### Lesetext

------------------------------------------------

Wie verhält es sich also mit der Vereinbarkeit von Behinderung und BDSM? Werden Menschen mit Behinderung in diese Kontexte, zum Beispiel zu Playparties und Festivals eingeladen oder an der Teilhabe gehindert und damit von den äußeren Umständen behindert? Ist ein barrierefreier Zugang möglich und Diskriminierung vermeidbar? Dazu braucht es ein explizites politisches Bekenntnis, einen Auftrag sozusagen. Im Diskurs, in der Raumsuche muss bereits dahingehend gedacht und gearbeitet werden.

------------------------------------------------

### Inhalt des Materials
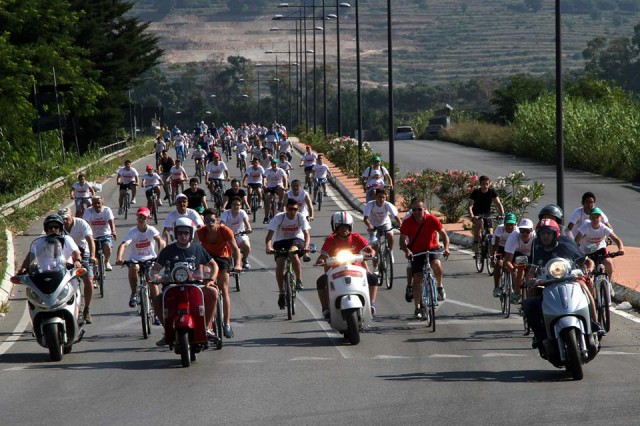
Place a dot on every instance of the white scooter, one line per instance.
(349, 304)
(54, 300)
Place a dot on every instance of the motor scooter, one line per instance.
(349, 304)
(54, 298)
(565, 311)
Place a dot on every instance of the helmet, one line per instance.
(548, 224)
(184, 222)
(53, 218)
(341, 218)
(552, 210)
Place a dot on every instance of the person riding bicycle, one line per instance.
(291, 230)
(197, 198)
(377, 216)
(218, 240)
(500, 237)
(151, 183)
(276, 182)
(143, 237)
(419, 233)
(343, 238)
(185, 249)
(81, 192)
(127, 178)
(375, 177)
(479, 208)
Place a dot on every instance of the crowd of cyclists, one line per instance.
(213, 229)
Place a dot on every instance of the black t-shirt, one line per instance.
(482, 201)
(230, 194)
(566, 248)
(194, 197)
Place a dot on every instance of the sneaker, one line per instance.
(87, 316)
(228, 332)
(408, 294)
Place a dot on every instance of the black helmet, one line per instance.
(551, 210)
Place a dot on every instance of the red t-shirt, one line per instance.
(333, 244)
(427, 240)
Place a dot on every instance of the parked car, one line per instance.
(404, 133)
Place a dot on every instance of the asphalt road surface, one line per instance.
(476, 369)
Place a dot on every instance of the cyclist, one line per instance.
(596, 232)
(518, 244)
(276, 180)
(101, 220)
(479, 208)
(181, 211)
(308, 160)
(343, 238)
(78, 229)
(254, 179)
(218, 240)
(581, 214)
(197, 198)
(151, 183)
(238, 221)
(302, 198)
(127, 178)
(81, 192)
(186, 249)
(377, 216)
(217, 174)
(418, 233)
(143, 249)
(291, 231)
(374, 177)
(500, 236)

------------------------------------------------

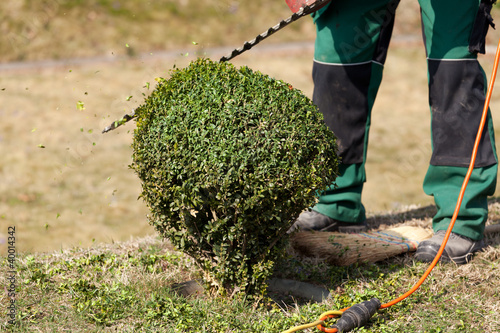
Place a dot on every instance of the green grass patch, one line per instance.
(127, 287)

------------------------------------------------

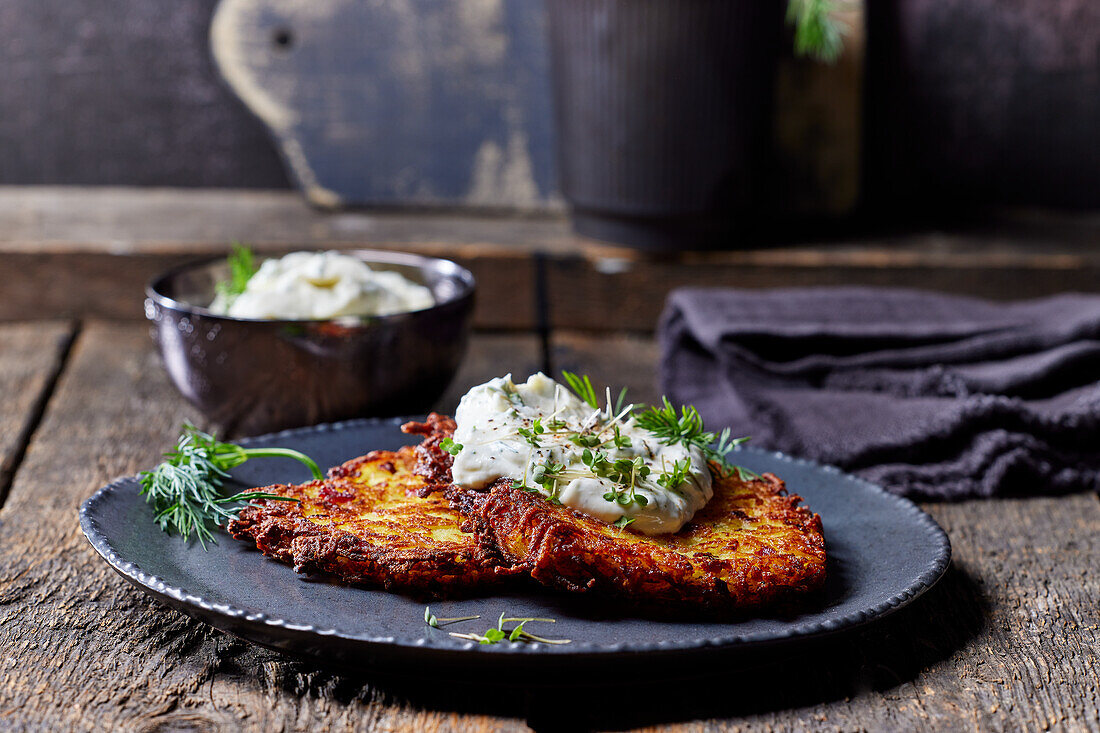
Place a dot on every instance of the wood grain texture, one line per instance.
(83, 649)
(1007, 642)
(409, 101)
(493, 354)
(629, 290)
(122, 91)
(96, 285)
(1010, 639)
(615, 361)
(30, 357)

------------------------------------------------

### Arbeitsauftrag
Gib den Lesetext über Behinderung und BDSM wortgetreu wieder, beginnend bei „Wie verhält es“ und endend bei „und gearbeitet werden.“. Das Material ist vom Lesetext getrennt und steht für sich.

### Lösung
Wie verhält es sich also mit der Vereinbarkeit von Behinderung und BDSM? Werden Menschen mit Behinderung in diese Kontexte, zum Beispiel zu Playparties und Festivals eingeladen oder an der Teilhabe gehindert und damit von den äußeren Umständen behindert? Ist ein barrierefreier Zugang möglich und Diskriminierung vermeidbar? Dazu braucht es ein explizites politisches Bekenntnis, einen Auftrag sozusagen. Im Diskurs, in der Raumsuche muss bereits dahingehend gedacht und gearbeitet werden.